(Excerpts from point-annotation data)

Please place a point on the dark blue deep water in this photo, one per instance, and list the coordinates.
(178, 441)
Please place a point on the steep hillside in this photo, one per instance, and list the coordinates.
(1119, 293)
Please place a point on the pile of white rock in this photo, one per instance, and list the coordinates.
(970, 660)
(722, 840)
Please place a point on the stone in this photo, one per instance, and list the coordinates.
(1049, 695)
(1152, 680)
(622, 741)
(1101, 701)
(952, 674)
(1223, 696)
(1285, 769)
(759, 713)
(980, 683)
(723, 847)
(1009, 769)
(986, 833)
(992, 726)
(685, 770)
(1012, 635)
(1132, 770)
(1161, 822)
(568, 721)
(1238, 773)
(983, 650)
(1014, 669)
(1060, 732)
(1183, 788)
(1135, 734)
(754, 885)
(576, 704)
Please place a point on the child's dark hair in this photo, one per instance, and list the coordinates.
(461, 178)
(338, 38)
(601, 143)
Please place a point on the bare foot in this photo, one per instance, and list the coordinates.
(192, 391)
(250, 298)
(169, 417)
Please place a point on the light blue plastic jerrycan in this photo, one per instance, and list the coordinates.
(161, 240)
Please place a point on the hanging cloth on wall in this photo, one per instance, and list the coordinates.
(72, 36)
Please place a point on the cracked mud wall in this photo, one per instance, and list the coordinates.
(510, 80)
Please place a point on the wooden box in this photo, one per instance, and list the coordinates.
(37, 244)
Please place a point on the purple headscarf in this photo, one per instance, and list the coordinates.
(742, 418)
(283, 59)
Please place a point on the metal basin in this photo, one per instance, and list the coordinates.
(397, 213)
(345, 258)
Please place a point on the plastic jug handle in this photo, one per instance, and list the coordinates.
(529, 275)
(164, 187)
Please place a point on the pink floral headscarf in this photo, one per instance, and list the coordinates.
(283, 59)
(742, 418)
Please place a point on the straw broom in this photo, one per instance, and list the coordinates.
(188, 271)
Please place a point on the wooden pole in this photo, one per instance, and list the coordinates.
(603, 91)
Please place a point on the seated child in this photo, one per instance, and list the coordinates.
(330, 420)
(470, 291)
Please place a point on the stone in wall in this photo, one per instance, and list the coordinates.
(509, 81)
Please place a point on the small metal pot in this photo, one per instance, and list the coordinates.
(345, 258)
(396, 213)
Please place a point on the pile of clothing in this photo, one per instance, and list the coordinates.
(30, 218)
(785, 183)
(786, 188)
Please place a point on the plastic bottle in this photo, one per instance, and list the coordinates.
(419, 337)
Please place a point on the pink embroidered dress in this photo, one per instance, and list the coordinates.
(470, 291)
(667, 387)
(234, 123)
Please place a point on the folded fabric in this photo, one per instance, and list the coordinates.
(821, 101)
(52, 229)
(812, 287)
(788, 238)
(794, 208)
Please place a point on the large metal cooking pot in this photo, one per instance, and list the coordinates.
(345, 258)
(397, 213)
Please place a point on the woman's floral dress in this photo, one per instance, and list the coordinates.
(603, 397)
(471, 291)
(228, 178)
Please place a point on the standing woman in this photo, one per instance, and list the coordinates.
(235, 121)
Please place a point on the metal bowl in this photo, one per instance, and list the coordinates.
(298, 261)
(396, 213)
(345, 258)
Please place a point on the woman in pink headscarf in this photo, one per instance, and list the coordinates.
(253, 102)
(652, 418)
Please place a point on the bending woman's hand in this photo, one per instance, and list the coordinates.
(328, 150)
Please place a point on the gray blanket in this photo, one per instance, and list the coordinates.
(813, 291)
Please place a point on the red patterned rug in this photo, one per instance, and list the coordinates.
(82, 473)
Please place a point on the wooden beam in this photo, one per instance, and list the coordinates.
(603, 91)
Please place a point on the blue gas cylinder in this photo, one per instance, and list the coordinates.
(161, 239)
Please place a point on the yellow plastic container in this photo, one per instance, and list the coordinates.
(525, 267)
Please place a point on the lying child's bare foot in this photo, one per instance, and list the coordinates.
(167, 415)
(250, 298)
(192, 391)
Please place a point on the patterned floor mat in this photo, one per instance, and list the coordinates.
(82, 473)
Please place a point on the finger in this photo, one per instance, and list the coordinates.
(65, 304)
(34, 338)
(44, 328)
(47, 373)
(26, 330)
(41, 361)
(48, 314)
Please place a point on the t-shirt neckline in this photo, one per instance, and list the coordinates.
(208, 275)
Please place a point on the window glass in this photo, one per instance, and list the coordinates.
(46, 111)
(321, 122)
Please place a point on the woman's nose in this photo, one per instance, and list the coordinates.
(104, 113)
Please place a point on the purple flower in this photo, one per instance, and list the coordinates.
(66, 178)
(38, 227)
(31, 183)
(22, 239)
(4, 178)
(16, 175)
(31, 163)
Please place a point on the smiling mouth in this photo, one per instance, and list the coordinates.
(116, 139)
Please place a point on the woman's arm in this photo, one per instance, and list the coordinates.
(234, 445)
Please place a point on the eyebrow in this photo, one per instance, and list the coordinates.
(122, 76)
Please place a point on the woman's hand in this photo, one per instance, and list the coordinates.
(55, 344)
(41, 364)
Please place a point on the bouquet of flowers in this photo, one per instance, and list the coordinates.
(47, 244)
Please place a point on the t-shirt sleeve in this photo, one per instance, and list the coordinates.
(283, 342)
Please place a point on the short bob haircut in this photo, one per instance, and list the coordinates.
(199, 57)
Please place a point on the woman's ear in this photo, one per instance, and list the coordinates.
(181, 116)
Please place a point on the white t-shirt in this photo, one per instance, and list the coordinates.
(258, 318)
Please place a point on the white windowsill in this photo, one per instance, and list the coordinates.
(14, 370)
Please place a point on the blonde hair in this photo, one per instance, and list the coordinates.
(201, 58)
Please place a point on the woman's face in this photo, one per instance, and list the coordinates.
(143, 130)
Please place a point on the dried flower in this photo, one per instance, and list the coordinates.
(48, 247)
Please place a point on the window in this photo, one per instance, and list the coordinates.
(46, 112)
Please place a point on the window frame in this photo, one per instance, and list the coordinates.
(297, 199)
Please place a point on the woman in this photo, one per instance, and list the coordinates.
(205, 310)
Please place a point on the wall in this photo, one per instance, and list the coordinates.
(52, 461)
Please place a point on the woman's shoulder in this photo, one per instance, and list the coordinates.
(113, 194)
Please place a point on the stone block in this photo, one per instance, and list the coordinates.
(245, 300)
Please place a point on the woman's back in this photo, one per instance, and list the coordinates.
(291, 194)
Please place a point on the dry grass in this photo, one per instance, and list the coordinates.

Directive :: Can you reproduce all of the data above word for word, with nothing changed?

Response ::
Please place a point on the dark blue deep water in this photo, one per instance, and list the coordinates.
(178, 441)
Please place a point on the steep hillside in this photo, one per instance, and list the coordinates.
(1119, 293)
Please place a point on the pile of white rock in this photo, one per instance, and list the coordinates.
(970, 660)
(722, 840)
Please place a point on the stone in this photo, one per instance, and list the coordinates.
(1049, 695)
(1152, 680)
(622, 741)
(1101, 701)
(952, 674)
(1223, 696)
(1285, 769)
(759, 713)
(980, 683)
(723, 847)
(1009, 769)
(986, 833)
(992, 726)
(685, 770)
(1012, 635)
(1132, 770)
(1161, 822)
(568, 721)
(1238, 773)
(983, 650)
(1014, 669)
(1060, 732)
(1183, 788)
(1135, 734)
(754, 885)
(576, 704)
Please place a point on the child's dark hair in this photo, one per instance, and list the coordinates.
(461, 178)
(338, 38)
(601, 143)
Please place a point on the bare foot in this photo, one per instance, and list the coordinates.
(192, 391)
(250, 298)
(169, 417)
Please place a point on the light blue plastic jerrycan in this photo, one per instance, and list the coordinates.
(161, 240)
Please place a point on the hanging cloth on wall in this photo, one per instance, and list the coordinates.
(72, 36)
Please place a point on the cracked mud wall in this photo, one per instance, and list the coordinates.
(510, 80)
Please place a point on the wooden box in this photo, one per instance, and list the coordinates.
(37, 244)
Please place a point on the purple headscarf in this photo, one per instance, and list the coordinates.
(742, 418)
(283, 59)
Please place a point on the metal basin in this photo, one per instance, and list the coordinates.
(397, 213)
(345, 258)
Please place a point on the plastic jug handle in this photo, one per instance, and list the coordinates.
(529, 275)
(164, 187)
Please place a point on the pink floral headscarf in this photo, one per instance, and list the coordinates.
(283, 59)
(742, 418)
Please place a point on the straw broom in this photo, one per instance, and list the coordinates.
(188, 271)
Please place a point on the wooden pole in this photo, one per instance, and list the coordinates.
(603, 91)
Please place a point on the seated child in this photo, one per instance, and list the coordinates.
(330, 420)
(470, 291)
Please place a point on the stone in wall in this photo, one per instance, and list the coordinates.
(509, 81)
Please place a point on the small metal pot in this photo, one per instance, and list the coordinates.
(345, 258)
(396, 213)
Please place a point on the pile of clothing in this photo, one per instance, and list the coordinates.
(30, 218)
(785, 183)
(786, 188)
Please place a point on the plastic bottle in this photo, one per instance, and list the coordinates.
(419, 337)
Please place a point on the pink embroidered dress in this photo, one per instance, and list the coordinates.
(470, 291)
(667, 387)
(234, 123)
Please place a point on the folded fabric in this photo, one per instance, and list the coordinates.
(821, 101)
(52, 229)
(812, 287)
(788, 238)
(794, 208)
Please place a point on the large metal cooking pot in this photo, one per instance, and list the coordinates.
(345, 258)
(397, 213)
Please place a point on the woman's floral dress in this photo, one per instance, and list the coordinates.
(603, 397)
(471, 291)
(228, 178)
Please place a point on the standing woman in this photo, one per instance, and list the coordinates.
(235, 121)
Please place a point on the metal bowl in this photo, one per instance, and list the coordinates.
(298, 261)
(396, 213)
(345, 258)
Please place a point on the woman in pink headscarf in this photo, one per instance, and list the coordinates.
(253, 102)
(652, 418)
Please place a point on the bending woman's hand in this photo, one per instance, and list the coordinates.
(328, 150)
Please place a point on the gray blanket in this photo, one per instance, and list the coordinates.
(813, 291)
Please place a point on the red patterned rug in this photo, one per instance, and list the coordinates.
(82, 473)
Please place a point on the wooden beam in this photo, one per instance, and list the coordinates.
(603, 91)
Please place a point on the blue gas cylinder in this photo, one per instance, and list the coordinates.
(161, 239)
Please place a point on the yellow plastic container in this photo, one per instance, and list the coordinates.
(525, 267)
Please place a point on the lying child's bare foot in this photo, one per instance, and list the coordinates.
(167, 415)
(250, 298)
(192, 391)
Please place a point on the patterned floor mat in this photo, one per instance, and list the coordinates.
(82, 473)
Please place a point on the finger in this photo, one per instance, and list the coordinates.
(65, 304)
(34, 338)
(44, 328)
(47, 373)
(26, 330)
(41, 361)
(48, 314)
Please place a point on the t-shirt neckline in this photo, one per instance, and list the coordinates.
(208, 275)
Please place a point on the window glass in this photo, one per instance, and list the coordinates.
(46, 111)
(321, 122)
Please place a point on the woman's nose in this photo, one per instance, and list the coordinates.
(104, 113)
Please place a point on the purple flower in this photo, one per instance, and list the coordinates.
(66, 178)
(38, 227)
(31, 183)
(22, 239)
(4, 178)
(16, 175)
(31, 163)
Please place a point on the smiling mouth in this photo, one per instance, and list the coordinates.
(116, 139)
Please place a point on the woman's arm in this photo, one per instance, and list the coordinates.
(234, 445)
Please place a point on the eyebrow in this photo, one per instance, and list the coordinates.
(122, 76)
Please place a point on the woman's hand in this photo, one per instance, and list the coordinates.
(55, 344)
(41, 364)
Please place a point on the bouquet of flowers in this photo, one per instance, and list the coordinates.
(47, 244)
Please place a point on the t-shirt sleeve in this photo, one per instance, and list the coordinates.
(283, 342)
Please place a point on the short bob haircut in this photo, one per instance, and list the coordinates.
(199, 57)
Please place a point on the woman's ear in this photo, one per instance, and list the coordinates.
(181, 116)
Please place a point on the white t-shirt in this photo, one per instance, and list the coordinates.
(258, 318)
Please place a point on the white windowsill in this photo, one per instance, and list the coordinates.
(14, 370)
Please place a point on the blonde hair in this photo, one per instance, and list the coordinates.
(201, 58)
Please place a point on the woman's face in this photo, one per instance, and list the coordinates.
(143, 130)
Please place a point on the dried flower in this photo, one per instance, and list the coordinates.
(48, 247)
Please place a point on the window in this photo, one per instance, and list the coordinates.
(46, 112)
Please place a point on the window frame in this photo, one per instance, and list the coordinates.
(297, 199)
Please place a point on the woman in this photo, one per instance, and list the coordinates.
(205, 310)
Please place a point on the wall in this photo, one per instance, and list the coordinates.
(52, 461)
Please place a point on the woman's shoulder in this photo, one per instance, and list the coordinates.
(113, 194)
Please place a point on the stone block in this photo, one per instance, and list the coordinates.
(245, 300)
Please place a point on the woman's back in this photo, one per instance, and list the coordinates.
(291, 194)
Please place a point on the dry grass in this photo, one per instance, and list the coordinates.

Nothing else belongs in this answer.